To-do list –
1. Decide whether each statement agrees with the debate excerpt on travel insolvency protection, answering yes or no and quoting the exact words of the excerpt that settle it: (a) Monarch Airlines collapsed in the last calendar year. (b) The speaker suggests that Thomas Cook is in a situation like Monarch's. (c) The CAA served as the central contact point.
2. Continue the debate excerpt on travel insolvency protection from its final sentence, in the same speaker's voice.

Article –
════════════════════
So the UK does not consider it appropriate to continue to recognise insolvency protection put in place by traders established in the remaining 27 states. This is a simple tit-for-tat: if they do not recognise ours, we will not recognise theirs. As the Explanatory Memorandum points out, this mutual protection is clearly an economic benefit. It facilitates trade and this SI puts an end to that benefit. The big issue is whether consumers and travellers will still benefit from the same level of protection after Brexit. This is not a theoretical situation; insolvency happens with some regularity in the travel business. In the last calendar year Monarch Airlines collapsed, and there are concerns in today’s press about the profit situation of an organisation as large as Thomas Cook. I do not for one moment suggest that it is in a Monarch situation, but it is a tough world out there.

I have some questions for the Minister. Paragraph 7.1b of the Explanatory Memorandum states that,

“the role of a central contact point serves no purpose once the mutual recognition”,


of the insolvency protection ceases. Indeed, the Minister referred to this in her introduction. The CAA was that central contact point, so can the Minister explain more about what exactly that role has been in the past so that we can understand why it is no longer needed? Referring back to the Monarch situation, I recall that when the airline collapsed, the CAA had a vital co-ordinating role in organising the repatriation of travellers and compensation provisions. Who will do that in future if the CAA no longer acts as a central contact point? I am trying to tease out the precise meaning of that phrase.
════════════════════
Dataset records –
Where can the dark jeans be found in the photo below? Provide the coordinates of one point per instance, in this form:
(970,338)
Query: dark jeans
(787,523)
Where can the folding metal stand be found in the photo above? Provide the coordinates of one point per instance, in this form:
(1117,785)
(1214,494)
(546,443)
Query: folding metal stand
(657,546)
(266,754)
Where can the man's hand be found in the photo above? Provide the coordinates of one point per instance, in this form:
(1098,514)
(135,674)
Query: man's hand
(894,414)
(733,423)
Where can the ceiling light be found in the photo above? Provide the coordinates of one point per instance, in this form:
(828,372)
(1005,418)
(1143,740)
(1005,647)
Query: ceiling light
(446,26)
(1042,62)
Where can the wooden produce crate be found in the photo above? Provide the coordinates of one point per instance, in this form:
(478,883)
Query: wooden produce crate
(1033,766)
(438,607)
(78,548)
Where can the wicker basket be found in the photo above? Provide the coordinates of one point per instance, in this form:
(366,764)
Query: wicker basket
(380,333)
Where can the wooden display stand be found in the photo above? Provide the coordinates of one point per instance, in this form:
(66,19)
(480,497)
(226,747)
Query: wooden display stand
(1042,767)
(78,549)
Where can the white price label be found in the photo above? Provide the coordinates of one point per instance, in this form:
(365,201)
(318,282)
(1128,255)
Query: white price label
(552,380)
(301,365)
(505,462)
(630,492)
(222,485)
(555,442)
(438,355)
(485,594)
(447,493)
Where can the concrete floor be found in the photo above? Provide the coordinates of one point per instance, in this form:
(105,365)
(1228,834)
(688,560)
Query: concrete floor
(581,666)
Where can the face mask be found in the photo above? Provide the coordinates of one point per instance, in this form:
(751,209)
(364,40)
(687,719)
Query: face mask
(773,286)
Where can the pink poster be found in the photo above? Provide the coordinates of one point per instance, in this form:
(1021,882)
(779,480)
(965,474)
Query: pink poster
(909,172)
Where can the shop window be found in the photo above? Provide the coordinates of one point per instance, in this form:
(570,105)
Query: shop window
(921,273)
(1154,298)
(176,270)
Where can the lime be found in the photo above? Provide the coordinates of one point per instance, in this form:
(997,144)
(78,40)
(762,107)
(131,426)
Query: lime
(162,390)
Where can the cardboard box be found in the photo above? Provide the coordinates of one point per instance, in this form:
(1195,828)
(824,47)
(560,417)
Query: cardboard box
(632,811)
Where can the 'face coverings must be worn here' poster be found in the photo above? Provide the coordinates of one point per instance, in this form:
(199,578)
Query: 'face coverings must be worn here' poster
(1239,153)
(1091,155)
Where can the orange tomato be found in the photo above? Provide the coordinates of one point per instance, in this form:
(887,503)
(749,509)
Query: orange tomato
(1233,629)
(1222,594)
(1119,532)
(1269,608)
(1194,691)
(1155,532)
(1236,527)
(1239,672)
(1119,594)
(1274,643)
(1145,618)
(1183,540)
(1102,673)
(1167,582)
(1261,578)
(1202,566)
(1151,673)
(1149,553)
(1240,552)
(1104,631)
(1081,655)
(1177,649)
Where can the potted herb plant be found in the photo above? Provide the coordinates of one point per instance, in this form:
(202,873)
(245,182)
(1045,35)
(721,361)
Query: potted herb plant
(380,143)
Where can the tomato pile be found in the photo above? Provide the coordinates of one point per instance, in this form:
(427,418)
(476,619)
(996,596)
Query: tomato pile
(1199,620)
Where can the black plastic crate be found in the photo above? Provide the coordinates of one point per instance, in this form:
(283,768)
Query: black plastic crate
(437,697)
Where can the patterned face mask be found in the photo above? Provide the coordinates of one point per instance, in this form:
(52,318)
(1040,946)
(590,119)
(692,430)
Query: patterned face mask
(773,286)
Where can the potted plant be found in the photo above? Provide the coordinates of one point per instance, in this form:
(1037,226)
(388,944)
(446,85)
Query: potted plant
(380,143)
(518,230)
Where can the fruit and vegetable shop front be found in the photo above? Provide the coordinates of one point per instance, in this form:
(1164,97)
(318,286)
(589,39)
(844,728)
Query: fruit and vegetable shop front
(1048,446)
════════════════════
Answers by task –
1.
(a) Yes: "In the last calendar year Monarch Airlines collapsed"
(b) No: "I do not for one moment suggest that it is in a Monarch situation"
(c) Yes: "The CAA was that central contact point"

2.
My second question refers to UK retailers selling packages organised by EU traders. Let us imagine that I go into a travel agent and buy a package consisting of hotel and bus travel in Europe. If that package is put together by an EU-based company, as opposed to a UK-based company, how does a travel agent ensure that insolvency cover is adequate? Maybe the UK travel agent himself puts together the package by choosing a hotel and bus, but in that case does the UK travel agent have to satisfy himself that both the hotel and the bus company have satisfactory insolvency arrangements? Paragraph 7.1c of the Explanatory Memorandum clearly states:

“This may place additional obligations on UK retailers”.


Paragraph 12.2 states that it,

“could present an additional cost to … retailers”.

Hence I was surprised to read in paragraph 13.2, on regulating small business:

“No steps have been taken to minimise the impact of the requirements on small businesses … as no new requirements are being introduced”.


That seems a direct contradiction, and there will be a serious impact and additional responsibility on small businesses. That is, with respect, clearly incorrect. There is also no mention here of the consumer, and the potential impact on them if UK businesses are unable to satisfy themselves accurately about insolvency cover.

The package travel directive has been a major source of protection for consumers. It has been the foundation for the huge growth of the travel industry, giving people the confidence to undertake what might otherwise be financially and personally risky foreign travel. It is important always to remember the significance of the annual, or perhaps twice-yearly, holiday for the average person in this country. That directive was originally introduced simply because the guarantees it brought were, demonstrably, badly needed. Anything that reduces those guarantees or makes them more complex undermines public confidence, and therefore the travel industry itself.

My question for the Minister is: what about bookings made now, before 29 March 2019, for holidays to be taken after that time? What is the situation and what rules should the travel industry follow at this point? Hundreds of thousands of people are making those bookings, and millions will do so in the next few months. The public need absolute clarity on their rights should something go wrong with the process.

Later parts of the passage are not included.